Directions. Return, word for word, only the lines of the data below that lie between the line with "Report one point per instance of the patio" and the line with "Report one point per instance of the neighboring", those two lines included.

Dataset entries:

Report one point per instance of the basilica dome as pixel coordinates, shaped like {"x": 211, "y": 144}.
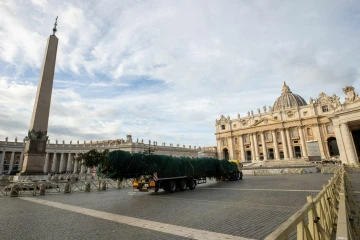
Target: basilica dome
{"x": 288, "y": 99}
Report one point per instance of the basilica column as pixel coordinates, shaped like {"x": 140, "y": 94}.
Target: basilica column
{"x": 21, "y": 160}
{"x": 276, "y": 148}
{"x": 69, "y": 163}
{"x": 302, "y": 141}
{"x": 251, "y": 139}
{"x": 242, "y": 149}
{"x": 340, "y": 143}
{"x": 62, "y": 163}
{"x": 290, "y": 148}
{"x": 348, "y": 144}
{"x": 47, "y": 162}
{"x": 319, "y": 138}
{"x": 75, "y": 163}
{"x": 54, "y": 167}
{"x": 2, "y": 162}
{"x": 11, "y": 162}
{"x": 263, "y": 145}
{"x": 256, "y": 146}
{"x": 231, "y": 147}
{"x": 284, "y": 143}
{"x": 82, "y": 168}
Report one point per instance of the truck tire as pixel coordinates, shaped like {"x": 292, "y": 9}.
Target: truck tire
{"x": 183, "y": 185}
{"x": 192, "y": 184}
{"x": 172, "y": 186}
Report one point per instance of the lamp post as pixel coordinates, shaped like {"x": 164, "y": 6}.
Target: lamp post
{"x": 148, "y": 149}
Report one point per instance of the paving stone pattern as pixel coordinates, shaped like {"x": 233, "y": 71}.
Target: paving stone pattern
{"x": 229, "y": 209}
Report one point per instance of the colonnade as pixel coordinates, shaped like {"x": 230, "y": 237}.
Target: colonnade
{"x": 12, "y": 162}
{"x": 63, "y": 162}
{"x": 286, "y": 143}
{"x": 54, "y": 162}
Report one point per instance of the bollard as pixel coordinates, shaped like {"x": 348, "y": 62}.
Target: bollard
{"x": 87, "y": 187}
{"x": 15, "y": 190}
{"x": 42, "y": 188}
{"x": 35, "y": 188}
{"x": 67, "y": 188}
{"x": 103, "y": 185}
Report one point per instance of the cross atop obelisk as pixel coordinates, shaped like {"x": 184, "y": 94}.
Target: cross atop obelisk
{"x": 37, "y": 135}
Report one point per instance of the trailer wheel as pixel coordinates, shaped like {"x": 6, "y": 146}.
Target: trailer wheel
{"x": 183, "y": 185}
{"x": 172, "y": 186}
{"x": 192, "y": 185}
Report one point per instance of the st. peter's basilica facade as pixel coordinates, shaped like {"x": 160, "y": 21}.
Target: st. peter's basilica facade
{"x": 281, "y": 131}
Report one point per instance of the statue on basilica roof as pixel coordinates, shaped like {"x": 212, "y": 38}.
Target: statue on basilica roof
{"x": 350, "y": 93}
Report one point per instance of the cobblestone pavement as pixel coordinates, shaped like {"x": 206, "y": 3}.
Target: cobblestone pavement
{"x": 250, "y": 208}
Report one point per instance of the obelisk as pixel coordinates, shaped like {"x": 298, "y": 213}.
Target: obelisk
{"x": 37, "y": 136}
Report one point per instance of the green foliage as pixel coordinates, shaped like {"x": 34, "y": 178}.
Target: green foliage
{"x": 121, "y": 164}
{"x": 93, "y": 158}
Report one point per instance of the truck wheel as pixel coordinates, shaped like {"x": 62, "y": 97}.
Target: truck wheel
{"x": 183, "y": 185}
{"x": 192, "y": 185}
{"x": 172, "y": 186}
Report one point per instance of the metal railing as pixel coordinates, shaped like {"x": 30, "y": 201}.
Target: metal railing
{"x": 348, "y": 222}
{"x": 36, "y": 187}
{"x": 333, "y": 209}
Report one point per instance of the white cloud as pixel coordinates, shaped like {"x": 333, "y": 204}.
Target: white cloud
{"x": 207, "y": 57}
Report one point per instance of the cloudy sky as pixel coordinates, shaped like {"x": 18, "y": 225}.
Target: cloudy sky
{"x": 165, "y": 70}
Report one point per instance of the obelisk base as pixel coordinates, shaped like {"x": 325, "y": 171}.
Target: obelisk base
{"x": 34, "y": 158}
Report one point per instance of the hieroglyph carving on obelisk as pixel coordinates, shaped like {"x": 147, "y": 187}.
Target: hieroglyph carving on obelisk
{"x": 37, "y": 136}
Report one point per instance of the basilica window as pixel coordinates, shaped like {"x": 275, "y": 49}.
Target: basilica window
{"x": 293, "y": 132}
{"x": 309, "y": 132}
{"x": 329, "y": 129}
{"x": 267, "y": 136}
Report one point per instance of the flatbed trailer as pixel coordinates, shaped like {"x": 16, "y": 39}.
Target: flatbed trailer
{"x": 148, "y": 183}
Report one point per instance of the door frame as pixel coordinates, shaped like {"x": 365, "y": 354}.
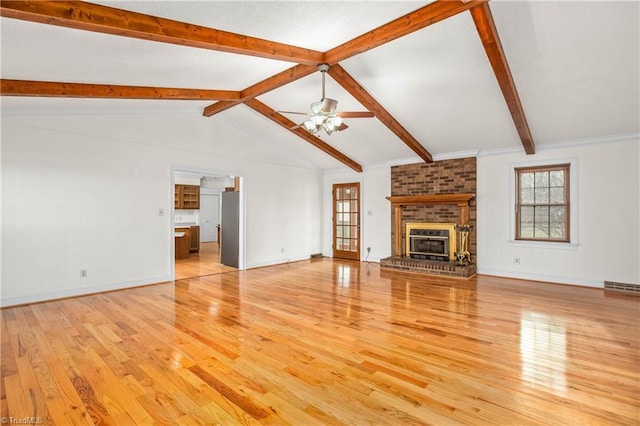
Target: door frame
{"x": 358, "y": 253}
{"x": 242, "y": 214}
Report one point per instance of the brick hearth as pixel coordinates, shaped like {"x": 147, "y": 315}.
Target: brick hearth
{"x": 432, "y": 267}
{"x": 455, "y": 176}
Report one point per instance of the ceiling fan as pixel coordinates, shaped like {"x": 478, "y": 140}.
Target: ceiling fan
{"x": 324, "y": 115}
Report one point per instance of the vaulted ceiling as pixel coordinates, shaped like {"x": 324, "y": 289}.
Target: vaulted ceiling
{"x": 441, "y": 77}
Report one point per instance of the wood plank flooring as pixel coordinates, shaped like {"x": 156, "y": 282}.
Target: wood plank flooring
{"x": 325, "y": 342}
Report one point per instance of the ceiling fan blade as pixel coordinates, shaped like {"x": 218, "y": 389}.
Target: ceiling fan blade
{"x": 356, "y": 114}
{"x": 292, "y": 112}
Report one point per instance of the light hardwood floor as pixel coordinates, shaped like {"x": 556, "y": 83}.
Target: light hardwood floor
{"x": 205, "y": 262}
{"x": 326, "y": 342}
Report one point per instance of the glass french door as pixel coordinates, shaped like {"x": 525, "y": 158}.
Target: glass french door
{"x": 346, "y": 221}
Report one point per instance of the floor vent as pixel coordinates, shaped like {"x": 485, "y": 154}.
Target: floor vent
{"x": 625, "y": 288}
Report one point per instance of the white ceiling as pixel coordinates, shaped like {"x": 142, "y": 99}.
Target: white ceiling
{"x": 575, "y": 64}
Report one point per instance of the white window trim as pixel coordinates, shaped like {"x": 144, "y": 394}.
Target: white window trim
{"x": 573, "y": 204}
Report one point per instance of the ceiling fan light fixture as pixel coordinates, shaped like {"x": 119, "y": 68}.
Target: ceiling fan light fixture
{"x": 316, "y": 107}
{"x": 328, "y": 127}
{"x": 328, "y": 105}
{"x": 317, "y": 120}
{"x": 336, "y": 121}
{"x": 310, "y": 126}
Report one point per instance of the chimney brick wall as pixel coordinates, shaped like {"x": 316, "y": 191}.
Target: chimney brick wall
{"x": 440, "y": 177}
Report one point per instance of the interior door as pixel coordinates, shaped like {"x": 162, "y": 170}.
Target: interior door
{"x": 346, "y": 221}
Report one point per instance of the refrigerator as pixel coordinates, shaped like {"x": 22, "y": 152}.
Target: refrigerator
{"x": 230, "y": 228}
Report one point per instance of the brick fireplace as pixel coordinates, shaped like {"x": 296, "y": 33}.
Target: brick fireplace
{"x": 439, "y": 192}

--

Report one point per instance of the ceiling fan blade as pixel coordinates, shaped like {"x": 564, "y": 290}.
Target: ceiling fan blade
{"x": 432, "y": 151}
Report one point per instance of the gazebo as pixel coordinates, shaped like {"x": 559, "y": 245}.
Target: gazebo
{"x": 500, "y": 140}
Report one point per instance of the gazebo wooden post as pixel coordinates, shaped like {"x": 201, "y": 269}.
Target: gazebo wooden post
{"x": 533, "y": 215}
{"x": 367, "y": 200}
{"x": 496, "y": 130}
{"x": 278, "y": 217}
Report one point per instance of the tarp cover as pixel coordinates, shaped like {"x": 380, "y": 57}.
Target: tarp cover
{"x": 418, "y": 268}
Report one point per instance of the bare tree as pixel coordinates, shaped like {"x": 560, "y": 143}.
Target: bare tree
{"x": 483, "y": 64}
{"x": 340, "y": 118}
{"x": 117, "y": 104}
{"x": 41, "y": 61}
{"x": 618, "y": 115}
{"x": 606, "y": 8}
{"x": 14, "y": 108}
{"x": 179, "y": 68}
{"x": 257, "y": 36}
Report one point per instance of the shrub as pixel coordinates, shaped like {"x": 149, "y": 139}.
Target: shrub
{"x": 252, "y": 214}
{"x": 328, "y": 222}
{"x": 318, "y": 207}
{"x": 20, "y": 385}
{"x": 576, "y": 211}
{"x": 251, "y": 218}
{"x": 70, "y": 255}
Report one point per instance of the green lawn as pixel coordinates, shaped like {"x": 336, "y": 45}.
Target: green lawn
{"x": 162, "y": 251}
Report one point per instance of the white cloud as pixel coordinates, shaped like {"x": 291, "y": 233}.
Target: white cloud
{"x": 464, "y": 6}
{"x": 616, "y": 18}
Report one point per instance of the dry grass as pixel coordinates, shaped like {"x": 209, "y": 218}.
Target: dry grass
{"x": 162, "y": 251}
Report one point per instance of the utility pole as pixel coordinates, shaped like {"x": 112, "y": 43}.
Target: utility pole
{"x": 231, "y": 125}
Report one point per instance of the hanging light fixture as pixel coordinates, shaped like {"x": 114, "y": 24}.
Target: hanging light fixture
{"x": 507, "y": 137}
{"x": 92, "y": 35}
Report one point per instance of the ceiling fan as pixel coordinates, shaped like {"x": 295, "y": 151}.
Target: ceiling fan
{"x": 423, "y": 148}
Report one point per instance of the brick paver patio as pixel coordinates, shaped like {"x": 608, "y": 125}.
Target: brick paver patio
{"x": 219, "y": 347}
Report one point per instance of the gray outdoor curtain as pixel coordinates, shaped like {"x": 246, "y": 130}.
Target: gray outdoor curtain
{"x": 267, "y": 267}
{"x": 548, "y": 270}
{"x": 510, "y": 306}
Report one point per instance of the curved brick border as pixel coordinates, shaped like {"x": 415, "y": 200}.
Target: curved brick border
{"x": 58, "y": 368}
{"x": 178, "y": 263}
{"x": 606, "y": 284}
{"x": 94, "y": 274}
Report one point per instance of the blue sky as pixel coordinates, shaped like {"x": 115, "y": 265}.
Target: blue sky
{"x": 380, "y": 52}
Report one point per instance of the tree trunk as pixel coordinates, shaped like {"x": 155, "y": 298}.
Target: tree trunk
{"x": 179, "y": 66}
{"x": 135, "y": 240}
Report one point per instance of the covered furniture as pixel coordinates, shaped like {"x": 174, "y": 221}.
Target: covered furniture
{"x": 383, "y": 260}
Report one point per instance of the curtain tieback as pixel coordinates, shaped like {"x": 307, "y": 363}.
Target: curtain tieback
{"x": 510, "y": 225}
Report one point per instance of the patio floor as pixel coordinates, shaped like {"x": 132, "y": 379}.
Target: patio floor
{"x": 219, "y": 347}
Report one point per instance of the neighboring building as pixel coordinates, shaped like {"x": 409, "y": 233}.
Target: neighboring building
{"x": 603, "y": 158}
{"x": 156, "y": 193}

* * *

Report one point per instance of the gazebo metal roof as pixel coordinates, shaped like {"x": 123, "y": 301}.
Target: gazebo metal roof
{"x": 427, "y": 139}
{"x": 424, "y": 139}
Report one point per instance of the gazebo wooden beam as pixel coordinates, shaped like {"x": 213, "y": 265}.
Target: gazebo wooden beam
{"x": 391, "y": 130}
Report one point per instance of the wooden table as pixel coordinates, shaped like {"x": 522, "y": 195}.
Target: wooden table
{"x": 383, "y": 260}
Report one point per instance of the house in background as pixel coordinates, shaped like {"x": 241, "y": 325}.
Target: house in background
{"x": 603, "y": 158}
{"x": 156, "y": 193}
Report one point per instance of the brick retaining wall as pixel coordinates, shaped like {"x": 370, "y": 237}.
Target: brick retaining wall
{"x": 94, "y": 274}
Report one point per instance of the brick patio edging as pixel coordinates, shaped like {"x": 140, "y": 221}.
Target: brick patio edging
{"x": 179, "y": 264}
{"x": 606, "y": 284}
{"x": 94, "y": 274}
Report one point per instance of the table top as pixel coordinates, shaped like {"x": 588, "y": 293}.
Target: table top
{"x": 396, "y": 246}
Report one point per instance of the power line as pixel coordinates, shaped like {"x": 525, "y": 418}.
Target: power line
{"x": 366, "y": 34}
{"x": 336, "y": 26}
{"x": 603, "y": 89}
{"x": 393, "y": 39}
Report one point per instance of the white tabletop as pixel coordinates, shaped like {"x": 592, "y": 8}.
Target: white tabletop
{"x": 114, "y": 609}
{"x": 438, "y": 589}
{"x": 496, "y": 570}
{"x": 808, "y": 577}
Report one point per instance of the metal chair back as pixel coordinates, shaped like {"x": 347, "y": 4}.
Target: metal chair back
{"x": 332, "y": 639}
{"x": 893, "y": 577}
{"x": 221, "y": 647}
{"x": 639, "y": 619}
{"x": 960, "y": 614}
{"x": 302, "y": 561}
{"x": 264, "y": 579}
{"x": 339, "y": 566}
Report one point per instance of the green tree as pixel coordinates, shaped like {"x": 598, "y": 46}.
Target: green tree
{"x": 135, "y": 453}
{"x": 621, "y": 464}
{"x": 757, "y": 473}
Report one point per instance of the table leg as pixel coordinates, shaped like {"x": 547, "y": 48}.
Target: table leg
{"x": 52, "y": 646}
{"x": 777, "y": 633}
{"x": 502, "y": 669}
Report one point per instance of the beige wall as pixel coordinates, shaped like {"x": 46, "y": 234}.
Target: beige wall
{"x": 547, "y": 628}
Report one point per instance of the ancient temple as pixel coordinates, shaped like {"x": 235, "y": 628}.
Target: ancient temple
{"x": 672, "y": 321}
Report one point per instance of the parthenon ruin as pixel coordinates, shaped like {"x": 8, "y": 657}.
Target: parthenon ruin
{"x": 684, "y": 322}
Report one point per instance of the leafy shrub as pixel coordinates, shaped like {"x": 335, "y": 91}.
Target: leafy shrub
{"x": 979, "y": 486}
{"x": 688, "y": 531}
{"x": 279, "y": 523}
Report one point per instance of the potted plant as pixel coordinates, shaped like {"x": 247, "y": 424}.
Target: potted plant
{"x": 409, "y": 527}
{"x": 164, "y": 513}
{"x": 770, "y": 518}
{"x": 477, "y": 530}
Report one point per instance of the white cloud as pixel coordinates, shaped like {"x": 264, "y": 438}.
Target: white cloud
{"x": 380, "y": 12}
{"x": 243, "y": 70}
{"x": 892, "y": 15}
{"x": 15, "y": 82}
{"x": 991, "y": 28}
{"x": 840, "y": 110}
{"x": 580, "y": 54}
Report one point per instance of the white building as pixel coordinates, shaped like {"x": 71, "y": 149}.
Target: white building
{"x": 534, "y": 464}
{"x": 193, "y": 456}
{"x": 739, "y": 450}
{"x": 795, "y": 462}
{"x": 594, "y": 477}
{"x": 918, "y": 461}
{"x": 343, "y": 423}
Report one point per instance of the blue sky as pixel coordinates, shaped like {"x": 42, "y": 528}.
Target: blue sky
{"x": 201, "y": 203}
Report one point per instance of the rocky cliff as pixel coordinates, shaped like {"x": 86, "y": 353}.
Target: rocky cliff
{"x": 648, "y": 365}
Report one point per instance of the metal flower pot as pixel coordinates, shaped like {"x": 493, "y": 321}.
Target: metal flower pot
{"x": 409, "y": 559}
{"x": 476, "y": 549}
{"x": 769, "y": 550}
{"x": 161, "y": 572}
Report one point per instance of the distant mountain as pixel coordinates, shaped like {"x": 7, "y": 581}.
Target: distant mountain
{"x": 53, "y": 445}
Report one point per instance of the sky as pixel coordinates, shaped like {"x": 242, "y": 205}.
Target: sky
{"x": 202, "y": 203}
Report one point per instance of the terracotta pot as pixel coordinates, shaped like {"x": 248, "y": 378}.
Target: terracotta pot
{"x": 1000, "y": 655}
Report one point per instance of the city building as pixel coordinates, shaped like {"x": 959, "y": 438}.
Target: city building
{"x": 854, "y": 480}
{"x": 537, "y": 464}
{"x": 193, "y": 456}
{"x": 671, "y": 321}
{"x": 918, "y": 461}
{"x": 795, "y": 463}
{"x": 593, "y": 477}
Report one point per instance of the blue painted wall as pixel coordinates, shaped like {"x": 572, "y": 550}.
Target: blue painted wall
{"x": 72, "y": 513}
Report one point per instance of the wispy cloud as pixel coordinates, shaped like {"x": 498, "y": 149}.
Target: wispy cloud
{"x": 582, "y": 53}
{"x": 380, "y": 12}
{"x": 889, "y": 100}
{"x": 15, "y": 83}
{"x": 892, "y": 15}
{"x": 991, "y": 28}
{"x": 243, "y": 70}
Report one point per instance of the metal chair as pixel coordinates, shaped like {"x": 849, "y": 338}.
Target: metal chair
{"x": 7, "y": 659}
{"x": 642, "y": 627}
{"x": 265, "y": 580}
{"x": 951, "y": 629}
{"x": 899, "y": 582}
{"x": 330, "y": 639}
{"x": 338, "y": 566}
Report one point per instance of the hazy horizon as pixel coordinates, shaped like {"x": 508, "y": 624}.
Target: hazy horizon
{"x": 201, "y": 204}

Your response.
Report one point per instance of the patio floor as pixel coordinates, shaped like {"x": 132, "y": 379}.
Target: patio floor
{"x": 219, "y": 347}
Report one point per instance of the neighboring building as pixel coordinates, shaped like {"x": 409, "y": 233}.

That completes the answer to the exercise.